■ **Task 1**: Print every line of the listing verbatim, from its first line to its last.
■ **Task 2**: Proceed with the article on AWS Lambda in-memory caching, starting right after its final sentence.

Start Document extract

Introduction
The serverless lambda programming model is typically implemented in a stateless manner, with a request lifetime consisting of the following stages:
- the request is received by the lambda service
- the corresponding lambda for the request is identified
- a container/VM (execution environment) is spun up and the lambda’s code is fetched and deployed
- the instance runs the lambda code with the request as input
- response is returned and runtime is torn down
AWS Lambda follows the same principal. Utilizing FireCracker for their execution environment.
However, tearing down and reinitializing the environment after every request can be expensive. Therefore, sometimes, AWS will keep around an environment longer and reuse it for subsequent function invocations. The exact time which AWS will keep an instance around for isn’t known, but experiments have shown that it could be as much as 2 hours!
These potential reuses of execution environments allow us programmers to, sometimes, revert back to a stateful way of programming. In particular it gives us the ability to use in-memory caches1. These can either be session based caches (i.e. one key/value pair per user) or generic operational caches.
How useful are these in-memory session based caches? Well it will depend on your users activity patterns, if we assume our users make 1 request every 3 hours then it won’t be very useful, but if a user has a burst of activity and then stops, the cache’s hit rate should be high.

End Document extract
Start Information given

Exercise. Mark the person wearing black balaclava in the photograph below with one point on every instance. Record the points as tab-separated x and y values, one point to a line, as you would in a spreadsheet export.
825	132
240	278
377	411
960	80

End Information given

■ **Right answer 1**:
Exercise. Mark the person wearing black balaclava in the photograph below with one point on every instance. Record the points as tab-separated x and y values, one point to a line, as you would in a spreadsheet export.
825	132
240	278
377	411
960	80

■ **Right answer 2**:
Let’s test this out!
Example
We’ll create a simple Node.js lambda
export const handler = async (event) => {
const response = {
statusCode: 200,
body: JSON.stringify(process.env['AWS_LAMBDA_LOG_STREAM_NAME']), // unique to each execution environment
};
return response;
};
and then we’ll invoke that lambda, concurrently and repeatedly, multiple times and see how often each environment is reused by the same user.
const call = async (startTime) => {
const uniqueInstances = {};
let totalRequests = 0;
while (Date.now() - startTime < 1000 * 10) {
const resp = await makeRequest({
hostname
})
if (!uniqueInstances[resp]) uniqueInstances[resp] = 0;
uniqueInstances[resp] += 1;
totalRequests += 1;
// sleeping to give the potential for another user to "steal" our "assigned" lambda
await new Promise((r) => setTimeout(r, Math.random() * 1000));
}
console.log(uniqueInstances);
let hitRate = 0;
for (const logStreamId of Object.keys(uniqueInstances)) {
hitRate = Math.max(hitRate, uniqueInstances[logStreamId] / totalRequests);
}
return hitRate;
}
(async () => {
try {
const startTime = Date.now();
const users = 10;
const promises = [];
for (let i = 0; i < users; i++) {
promises.push(call(startTime));
}
const rates = await Promise.all(promises);
console.log("rates: " + rates);
} catch (e) {
console.error(e);
}
})();
Depending on the number of concurrent imitated users and the sleep time between requests the session based hit rates differed. In a sample ran with 10 users and up to 1 second between each request the hit rates were rates: 0.63,0.38,0.41,0.45,0.47,0.26,0.46,0.42,0.43,0.36. Pretty good if each hit means we are saving 1 call to DynamoDB or S3.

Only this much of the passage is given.